TASK OBJECTIVE :: Across the listing that follows, establish how many lines contain the string "column" and provide that number by itself.

DATA TO USE ::
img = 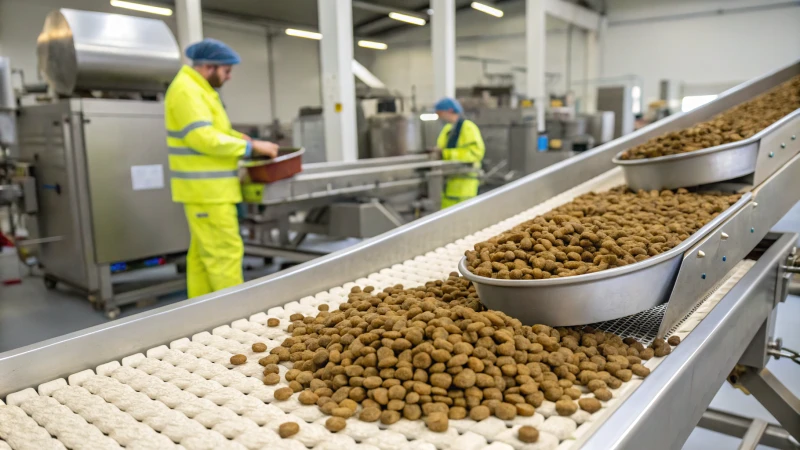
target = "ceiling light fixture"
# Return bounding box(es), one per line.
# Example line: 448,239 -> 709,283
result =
388,12 -> 427,26
110,0 -> 173,16
420,113 -> 439,121
358,40 -> 388,50
285,28 -> 322,40
471,2 -> 504,17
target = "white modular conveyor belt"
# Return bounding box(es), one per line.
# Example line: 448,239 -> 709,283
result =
0,168 -> 766,450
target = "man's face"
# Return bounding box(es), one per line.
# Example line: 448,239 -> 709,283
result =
436,110 -> 458,123
206,65 -> 233,88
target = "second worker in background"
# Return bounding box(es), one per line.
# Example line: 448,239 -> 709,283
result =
164,38 -> 280,298
434,97 -> 486,208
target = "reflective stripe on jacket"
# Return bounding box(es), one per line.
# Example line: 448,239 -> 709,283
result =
164,65 -> 251,204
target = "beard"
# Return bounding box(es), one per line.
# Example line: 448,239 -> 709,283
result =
208,70 -> 223,88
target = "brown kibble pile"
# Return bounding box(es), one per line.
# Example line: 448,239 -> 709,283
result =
261,275 -> 674,433
466,187 -> 740,279
620,75 -> 800,160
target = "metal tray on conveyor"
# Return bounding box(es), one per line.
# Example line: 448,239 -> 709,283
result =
459,192 -> 751,326
612,108 -> 800,192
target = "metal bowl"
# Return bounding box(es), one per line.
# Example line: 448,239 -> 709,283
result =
613,109 -> 800,191
458,193 -> 751,326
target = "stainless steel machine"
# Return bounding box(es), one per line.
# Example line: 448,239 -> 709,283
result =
241,154 -> 474,263
13,9 -> 186,318
1,62 -> 798,450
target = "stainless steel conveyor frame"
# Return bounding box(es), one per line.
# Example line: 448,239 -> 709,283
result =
1,61 -> 799,449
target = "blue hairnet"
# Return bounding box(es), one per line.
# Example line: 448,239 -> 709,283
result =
185,38 -> 241,65
434,97 -> 463,114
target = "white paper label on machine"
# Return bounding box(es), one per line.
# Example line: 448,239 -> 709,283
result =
130,164 -> 164,191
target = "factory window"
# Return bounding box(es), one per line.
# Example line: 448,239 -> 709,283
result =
681,95 -> 718,112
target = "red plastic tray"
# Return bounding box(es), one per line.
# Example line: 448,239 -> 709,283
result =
244,147 -> 304,183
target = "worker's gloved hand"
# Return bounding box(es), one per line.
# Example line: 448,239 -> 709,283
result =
252,140 -> 280,158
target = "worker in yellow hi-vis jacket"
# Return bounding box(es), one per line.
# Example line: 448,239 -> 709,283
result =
165,38 -> 279,298
435,97 -> 485,208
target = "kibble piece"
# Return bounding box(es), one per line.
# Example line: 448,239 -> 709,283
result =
470,405 -> 491,421
448,406 -> 467,420
278,422 -> 299,438
544,386 -> 563,402
516,403 -> 535,416
360,407 -> 381,422
230,354 -> 247,365
264,373 -> 280,385
252,343 -> 267,353
564,387 -> 581,400
578,397 -> 602,413
518,426 -> 540,443
332,407 -> 353,419
275,387 -> 294,401
615,369 -> 633,382
631,364 -> 650,378
667,335 -> 681,346
340,399 -> 358,412
427,412 -> 449,432
298,390 -> 318,405
594,388 -> 613,402
259,355 -> 278,366
403,404 -> 422,420
380,410 -> 401,425
640,348 -> 655,360
495,402 -> 517,420
318,304 -> 330,312
654,345 -> 671,357
555,399 -> 578,416
267,318 -> 280,327
325,416 -> 346,432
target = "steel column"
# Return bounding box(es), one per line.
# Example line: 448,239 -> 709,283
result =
526,0 -> 547,132
431,0 -> 456,101
175,0 -> 204,60
318,0 -> 358,162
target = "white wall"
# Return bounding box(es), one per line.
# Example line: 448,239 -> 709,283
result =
203,20 -> 272,125
369,1 -> 587,109
603,0 -> 800,106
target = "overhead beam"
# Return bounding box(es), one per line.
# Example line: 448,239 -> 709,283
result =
544,0 -> 600,31
352,0 -> 428,18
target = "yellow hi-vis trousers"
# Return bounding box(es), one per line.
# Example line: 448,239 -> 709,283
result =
183,203 -> 244,298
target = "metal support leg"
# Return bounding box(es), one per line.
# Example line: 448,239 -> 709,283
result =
738,419 -> 768,450
699,408 -> 799,450
739,367 -> 800,442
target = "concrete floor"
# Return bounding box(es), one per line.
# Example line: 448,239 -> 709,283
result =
1,207 -> 799,448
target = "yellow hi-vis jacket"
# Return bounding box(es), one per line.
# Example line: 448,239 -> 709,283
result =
437,119 -> 485,206
164,65 -> 251,204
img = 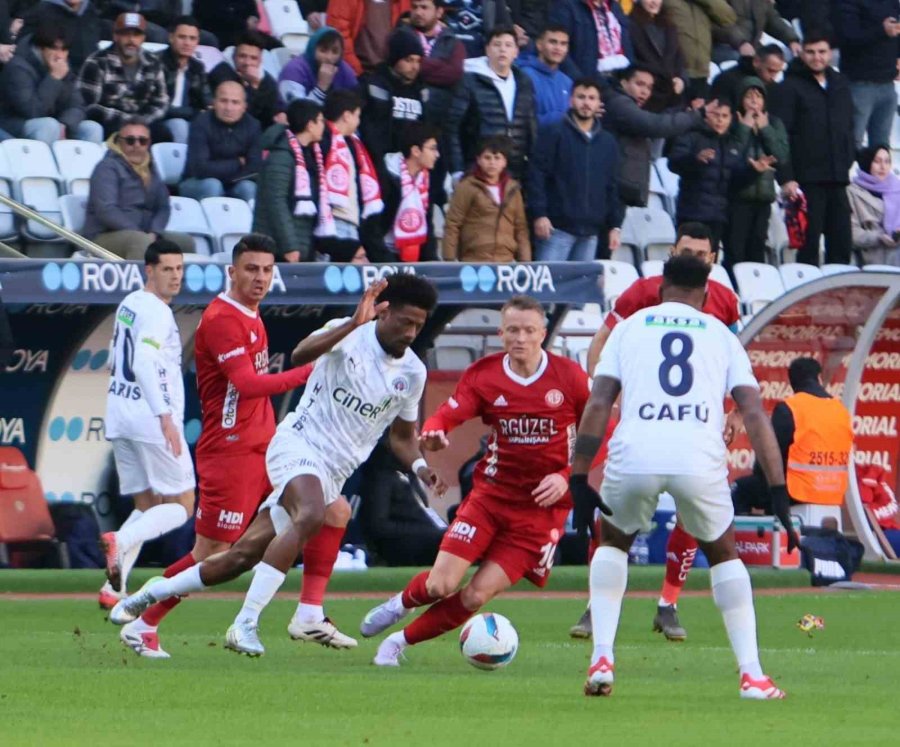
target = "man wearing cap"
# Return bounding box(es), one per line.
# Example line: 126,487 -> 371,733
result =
77,12 -> 169,137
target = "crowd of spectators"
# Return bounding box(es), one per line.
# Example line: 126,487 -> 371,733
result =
0,1 -> 896,268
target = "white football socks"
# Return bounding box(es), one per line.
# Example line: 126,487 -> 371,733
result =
115,509 -> 143,590
116,503 -> 190,553
711,558 -> 763,679
589,546 -> 629,666
296,603 -> 324,623
235,562 -> 286,626
151,564 -> 205,601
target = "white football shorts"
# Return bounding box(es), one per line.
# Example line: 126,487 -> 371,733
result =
600,469 -> 734,543
112,436 -> 195,497
259,429 -> 342,513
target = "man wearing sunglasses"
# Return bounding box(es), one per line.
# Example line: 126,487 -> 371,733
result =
83,118 -> 195,259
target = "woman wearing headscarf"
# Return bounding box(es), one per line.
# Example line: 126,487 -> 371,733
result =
847,145 -> 900,266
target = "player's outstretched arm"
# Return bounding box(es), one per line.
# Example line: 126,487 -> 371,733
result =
290,279 -> 389,366
389,417 -> 448,496
585,324 -> 611,376
733,385 -> 800,552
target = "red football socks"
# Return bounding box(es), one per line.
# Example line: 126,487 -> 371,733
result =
299,524 -> 345,605
400,571 -> 441,609
141,551 -> 197,626
403,591 -> 473,645
661,525 -> 699,605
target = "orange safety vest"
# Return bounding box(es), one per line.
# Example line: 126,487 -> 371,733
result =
784,392 -> 853,505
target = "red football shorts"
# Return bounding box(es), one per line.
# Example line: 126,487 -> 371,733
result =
195,451 -> 271,543
439,489 -> 570,588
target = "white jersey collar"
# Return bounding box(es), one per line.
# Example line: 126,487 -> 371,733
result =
218,292 -> 258,319
503,350 -> 548,386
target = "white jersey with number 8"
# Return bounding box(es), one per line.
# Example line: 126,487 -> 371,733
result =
593,301 -> 758,480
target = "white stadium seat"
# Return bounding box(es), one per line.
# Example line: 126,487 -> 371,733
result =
597,259 -> 639,309
0,148 -> 17,240
733,261 -> 785,313
620,206 -> 676,261
52,140 -> 104,196
863,264 -> 900,272
709,263 -> 734,291
193,45 -> 225,73
447,308 -> 502,333
166,196 -> 214,255
200,197 -> 253,254
820,263 -> 860,276
558,309 -> 604,335
778,263 -> 822,290
432,334 -> 482,369
264,0 -> 310,52
59,194 -> 87,234
151,143 -> 186,186
1,139 -> 63,241
641,259 -> 663,277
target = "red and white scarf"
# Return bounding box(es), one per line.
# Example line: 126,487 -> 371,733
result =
285,130 -> 325,217
416,28 -> 438,56
317,122 -> 383,236
393,157 -> 429,261
589,1 -> 623,61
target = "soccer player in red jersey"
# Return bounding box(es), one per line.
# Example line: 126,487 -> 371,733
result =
118,234 -> 355,658
361,295 -> 591,666
569,221 -> 742,642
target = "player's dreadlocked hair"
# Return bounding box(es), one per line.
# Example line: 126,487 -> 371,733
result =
662,253 -> 711,290
376,272 -> 438,313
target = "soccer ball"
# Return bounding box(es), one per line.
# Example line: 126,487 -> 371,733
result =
459,612 -> 519,671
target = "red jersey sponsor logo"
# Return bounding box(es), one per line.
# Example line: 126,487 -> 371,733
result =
545,389 -> 564,408
217,346 -> 246,364
447,520 -> 477,543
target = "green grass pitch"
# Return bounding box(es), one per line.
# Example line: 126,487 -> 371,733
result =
1,568 -> 897,746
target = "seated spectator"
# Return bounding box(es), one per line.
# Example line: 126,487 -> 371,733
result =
83,118 -> 195,259
97,1 -> 182,45
549,0 -> 633,79
711,0 -> 800,66
446,25 -> 536,181
253,99 -> 326,262
519,24 -> 573,128
328,0 -> 412,75
0,21 -> 102,143
19,0 -> 105,70
192,0 -> 278,50
358,28 -> 427,174
723,77 -> 789,274
847,145 -> 900,267
77,12 -> 169,137
154,15 -> 212,144
278,26 -> 358,106
180,81 -> 262,203
358,438 -> 445,567
443,135 -> 530,262
365,122 -> 441,262
710,43 -> 785,110
0,0 -> 14,66
628,0 -> 686,113
208,31 -> 282,127
529,78 -> 622,262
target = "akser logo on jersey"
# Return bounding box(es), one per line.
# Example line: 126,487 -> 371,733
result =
459,264 -> 556,294
323,264 -> 416,294
332,387 -> 393,420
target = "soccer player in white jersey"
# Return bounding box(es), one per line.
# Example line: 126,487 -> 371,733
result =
569,254 -> 800,700
110,273 -> 446,656
100,240 -> 195,606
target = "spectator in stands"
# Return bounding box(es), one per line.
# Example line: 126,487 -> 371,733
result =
602,64 -> 704,208
665,0 -> 744,102
154,15 -> 211,145
358,438 -> 445,567
78,12 -> 169,137
0,21 -> 102,143
710,43 -> 785,109
0,0 -> 15,66
771,32 -> 855,265
627,0 -> 686,114
446,25 -> 536,181
299,0 -> 327,33
405,0 -> 465,124
443,135 -> 530,262
180,81 -> 262,203
528,78 -> 622,262
667,100 -> 750,249
209,31 -> 283,127
733,357 -> 852,515
442,0 -> 514,57
833,1 -> 900,150
358,28 -> 427,173
519,24 -> 573,128
193,0 -> 278,50
549,0 -> 632,79
278,26 -> 358,105
253,99 -> 325,262
328,0 -> 411,75
507,0 -> 550,47
364,122 -> 441,262
0,288 -> 12,370
723,77 -> 789,274
20,1 -> 105,70
847,145 -> 900,267
712,0 -> 801,65
83,118 -> 195,259
97,1 -> 182,45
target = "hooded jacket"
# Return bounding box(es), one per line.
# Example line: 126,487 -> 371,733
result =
278,26 -> 359,105
769,58 -> 855,185
518,56 -> 572,129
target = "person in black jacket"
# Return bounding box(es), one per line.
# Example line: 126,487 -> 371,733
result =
208,31 -> 282,127
179,80 -> 262,202
18,1 -> 105,71
446,25 -> 536,181
770,33 -> 855,265
528,78 -> 623,262
0,289 -> 13,370
628,0 -> 686,113
710,43 -> 785,110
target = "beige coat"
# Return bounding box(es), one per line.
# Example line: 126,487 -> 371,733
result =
847,182 -> 900,265
442,175 -> 532,262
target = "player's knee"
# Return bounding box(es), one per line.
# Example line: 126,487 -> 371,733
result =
460,584 -> 493,611
230,544 -> 260,574
325,497 -> 352,528
292,500 -> 326,537
425,573 -> 455,600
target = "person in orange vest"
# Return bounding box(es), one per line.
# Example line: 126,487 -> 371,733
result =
732,357 -> 853,514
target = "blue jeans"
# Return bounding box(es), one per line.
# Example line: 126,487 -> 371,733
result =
23,117 -> 104,144
179,177 -> 257,202
536,228 -> 598,262
850,81 -> 897,149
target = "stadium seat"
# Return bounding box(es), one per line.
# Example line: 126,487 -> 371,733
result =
863,264 -> 900,272
1,139 -> 64,242
264,0 -> 310,51
200,197 -> 253,254
778,262 -> 822,290
431,334 -> 482,369
0,149 -> 17,240
166,196 -> 214,255
193,45 -> 225,73
820,263 -> 860,276
620,206 -> 676,261
767,204 -> 789,262
273,46 -> 296,71
641,259 -> 663,277
707,61 -> 721,84
610,244 -> 639,266
447,308 -> 502,333
558,309 -> 604,335
597,259 -> 639,309
654,158 -> 680,209
59,194 -> 87,234
709,262 -> 735,291
563,334 -> 592,360
733,261 -> 785,313
51,140 -> 104,196
151,142 -> 186,186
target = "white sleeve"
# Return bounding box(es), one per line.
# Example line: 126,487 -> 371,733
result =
309,316 -> 353,355
726,332 -> 759,393
592,322 -> 624,381
399,369 -> 426,422
132,311 -> 174,417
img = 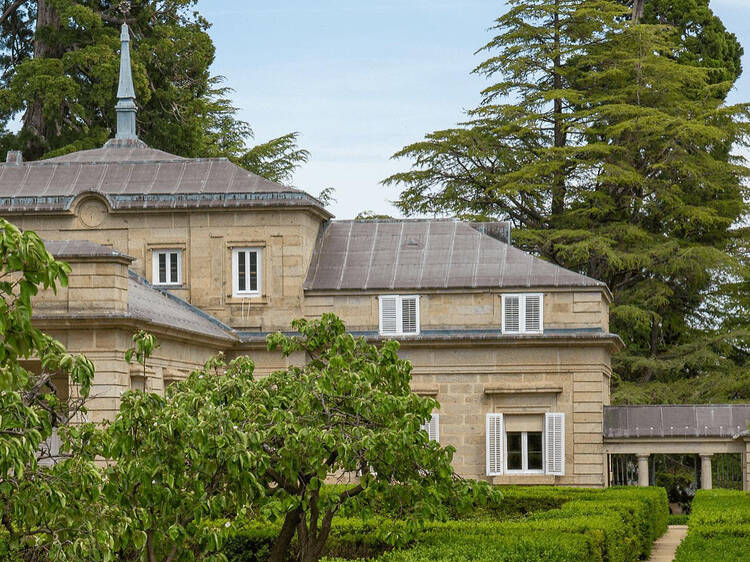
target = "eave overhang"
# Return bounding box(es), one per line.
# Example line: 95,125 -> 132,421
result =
32,314 -> 238,348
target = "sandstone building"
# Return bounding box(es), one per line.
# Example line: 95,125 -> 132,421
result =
3,25 -> 746,489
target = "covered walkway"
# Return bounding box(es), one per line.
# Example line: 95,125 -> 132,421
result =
603,405 -> 750,490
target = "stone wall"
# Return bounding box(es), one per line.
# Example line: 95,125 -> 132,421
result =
303,289 -> 610,333
33,257 -> 130,315
10,201 -> 326,332
402,342 -> 611,485
231,339 -> 613,486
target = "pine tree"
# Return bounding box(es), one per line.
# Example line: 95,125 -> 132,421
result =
385,0 -> 750,389
627,0 -> 743,89
0,1 -> 308,182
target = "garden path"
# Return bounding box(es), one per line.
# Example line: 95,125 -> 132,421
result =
647,525 -> 688,562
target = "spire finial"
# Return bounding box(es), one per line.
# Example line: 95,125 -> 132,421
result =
108,22 -> 144,145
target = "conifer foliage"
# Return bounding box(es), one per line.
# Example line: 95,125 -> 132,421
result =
386,0 -> 750,392
0,0 -> 308,182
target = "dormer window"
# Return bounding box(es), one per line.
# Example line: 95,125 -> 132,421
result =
232,248 -> 261,297
379,295 -> 420,336
152,250 -> 182,286
502,293 -> 543,334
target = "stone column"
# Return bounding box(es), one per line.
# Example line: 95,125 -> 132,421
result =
744,440 -> 750,492
700,454 -> 713,490
637,453 -> 650,487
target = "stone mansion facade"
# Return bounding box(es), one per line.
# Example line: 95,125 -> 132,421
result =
0,25 -> 626,486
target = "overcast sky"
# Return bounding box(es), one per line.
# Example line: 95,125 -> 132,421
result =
198,0 -> 750,220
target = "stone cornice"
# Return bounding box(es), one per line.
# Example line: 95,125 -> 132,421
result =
32,314 -> 237,348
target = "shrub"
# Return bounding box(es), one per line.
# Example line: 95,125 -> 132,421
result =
674,489 -> 750,562
221,486 -> 669,562
373,531 -> 597,562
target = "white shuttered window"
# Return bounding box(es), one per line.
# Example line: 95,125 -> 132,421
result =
486,413 -> 504,476
420,414 -> 439,442
544,412 -> 565,476
379,295 -> 420,335
502,293 -> 543,334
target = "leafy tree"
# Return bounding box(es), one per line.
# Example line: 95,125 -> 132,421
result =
0,219 -> 102,558
94,314 -> 490,562
386,0 -> 750,388
125,328 -> 159,380
95,352 -> 263,561
261,315 -> 488,562
0,1 -> 309,184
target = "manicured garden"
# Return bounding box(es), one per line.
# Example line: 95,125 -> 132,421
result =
221,486 -> 668,561
674,489 -> 750,561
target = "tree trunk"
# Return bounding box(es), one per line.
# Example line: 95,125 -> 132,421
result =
268,507 -> 302,562
551,0 -> 566,218
631,0 -> 646,22
22,0 -> 61,143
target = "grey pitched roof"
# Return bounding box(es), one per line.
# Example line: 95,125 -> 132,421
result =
45,146 -> 180,163
304,219 -> 606,291
0,148 -> 329,215
45,239 -> 133,260
127,271 -> 236,342
603,405 -> 750,439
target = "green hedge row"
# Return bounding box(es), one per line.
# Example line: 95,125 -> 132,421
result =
365,487 -> 667,562
221,486 -> 668,562
674,489 -> 750,562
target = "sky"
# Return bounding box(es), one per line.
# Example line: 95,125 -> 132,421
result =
196,0 -> 750,220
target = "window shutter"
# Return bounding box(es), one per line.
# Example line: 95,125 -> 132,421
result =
429,414 -> 439,442
545,412 -> 565,476
503,296 -> 520,332
401,296 -> 418,333
420,414 -> 439,442
486,413 -> 504,476
525,295 -> 542,332
380,297 -> 398,334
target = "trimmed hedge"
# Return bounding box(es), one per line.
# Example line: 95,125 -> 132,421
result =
669,514 -> 689,525
370,487 -> 667,562
674,489 -> 750,562
221,486 -> 668,562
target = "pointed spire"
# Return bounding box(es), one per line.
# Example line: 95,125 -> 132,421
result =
106,23 -> 146,147
116,23 -> 136,100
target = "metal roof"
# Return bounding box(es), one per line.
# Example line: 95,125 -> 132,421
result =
0,148 -> 329,214
45,239 -> 133,260
304,219 -> 606,291
603,405 -> 750,439
127,271 -> 236,341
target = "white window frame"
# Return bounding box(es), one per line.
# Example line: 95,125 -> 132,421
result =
232,247 -> 262,298
504,429 -> 544,474
378,295 -> 420,336
501,293 -> 544,334
486,412 -> 565,477
152,249 -> 182,286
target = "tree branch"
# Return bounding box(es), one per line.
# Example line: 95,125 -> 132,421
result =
0,0 -> 27,27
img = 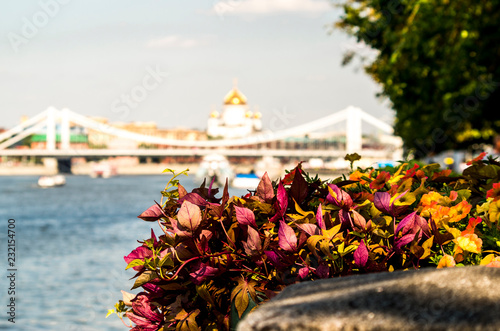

TASK ANSWER :: 2